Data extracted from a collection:
......
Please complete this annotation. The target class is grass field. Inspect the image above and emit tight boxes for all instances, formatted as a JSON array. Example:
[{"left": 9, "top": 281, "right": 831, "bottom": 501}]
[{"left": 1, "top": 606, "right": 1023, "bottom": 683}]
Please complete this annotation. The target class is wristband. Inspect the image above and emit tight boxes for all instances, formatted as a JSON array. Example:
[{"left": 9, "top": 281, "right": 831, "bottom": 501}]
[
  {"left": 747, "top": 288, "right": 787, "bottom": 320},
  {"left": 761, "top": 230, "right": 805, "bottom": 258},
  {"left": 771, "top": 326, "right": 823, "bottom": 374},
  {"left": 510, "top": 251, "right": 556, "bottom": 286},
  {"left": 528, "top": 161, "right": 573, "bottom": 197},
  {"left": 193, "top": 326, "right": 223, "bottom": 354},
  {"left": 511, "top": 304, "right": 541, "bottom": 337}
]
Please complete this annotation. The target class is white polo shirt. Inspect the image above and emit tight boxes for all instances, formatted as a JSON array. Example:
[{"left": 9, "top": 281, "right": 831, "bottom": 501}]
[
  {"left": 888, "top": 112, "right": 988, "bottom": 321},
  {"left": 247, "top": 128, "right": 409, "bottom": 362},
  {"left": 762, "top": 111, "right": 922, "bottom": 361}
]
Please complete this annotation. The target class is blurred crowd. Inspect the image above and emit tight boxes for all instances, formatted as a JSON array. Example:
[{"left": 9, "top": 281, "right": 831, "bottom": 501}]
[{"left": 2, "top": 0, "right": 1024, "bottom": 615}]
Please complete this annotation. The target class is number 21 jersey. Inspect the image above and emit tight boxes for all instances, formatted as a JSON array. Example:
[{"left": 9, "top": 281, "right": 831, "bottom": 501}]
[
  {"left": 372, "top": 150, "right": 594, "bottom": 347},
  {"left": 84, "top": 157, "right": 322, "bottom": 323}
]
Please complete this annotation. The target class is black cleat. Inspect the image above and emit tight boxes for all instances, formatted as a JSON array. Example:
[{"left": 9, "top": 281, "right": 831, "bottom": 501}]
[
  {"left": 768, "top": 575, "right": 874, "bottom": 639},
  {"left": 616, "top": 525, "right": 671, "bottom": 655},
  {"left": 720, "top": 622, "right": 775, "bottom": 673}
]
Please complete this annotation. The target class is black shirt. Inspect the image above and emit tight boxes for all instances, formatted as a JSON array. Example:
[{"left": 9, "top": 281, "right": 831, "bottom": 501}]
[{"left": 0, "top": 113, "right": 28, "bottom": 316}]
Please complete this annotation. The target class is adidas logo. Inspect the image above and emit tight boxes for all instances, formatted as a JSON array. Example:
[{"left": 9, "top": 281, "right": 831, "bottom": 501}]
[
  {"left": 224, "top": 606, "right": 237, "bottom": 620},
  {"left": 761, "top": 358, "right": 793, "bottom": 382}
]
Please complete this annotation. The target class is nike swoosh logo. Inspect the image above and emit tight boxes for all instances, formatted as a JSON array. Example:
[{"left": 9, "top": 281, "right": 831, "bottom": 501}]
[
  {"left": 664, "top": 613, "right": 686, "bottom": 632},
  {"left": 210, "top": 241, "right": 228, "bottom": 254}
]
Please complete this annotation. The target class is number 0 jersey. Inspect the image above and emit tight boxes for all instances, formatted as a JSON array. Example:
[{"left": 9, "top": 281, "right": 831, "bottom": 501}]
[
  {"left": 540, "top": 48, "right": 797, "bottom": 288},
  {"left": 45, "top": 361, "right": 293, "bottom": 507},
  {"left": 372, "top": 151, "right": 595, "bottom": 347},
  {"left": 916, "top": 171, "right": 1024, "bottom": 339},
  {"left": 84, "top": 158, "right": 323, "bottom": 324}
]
......
# [Required work]
When a line of the records has the word "jersey", pick it out and copy it.

# [Exercise result]
Please complete this annotation. The target class is number 21 jersey. Inspect the image above and emit tight boxes for all instances, formatted as a JSON array. Example:
Please complete this annotation. The target class is number 0 jersey. Inspect the image above and emit tight boxes for all instances, formatted as a JSON array. Example:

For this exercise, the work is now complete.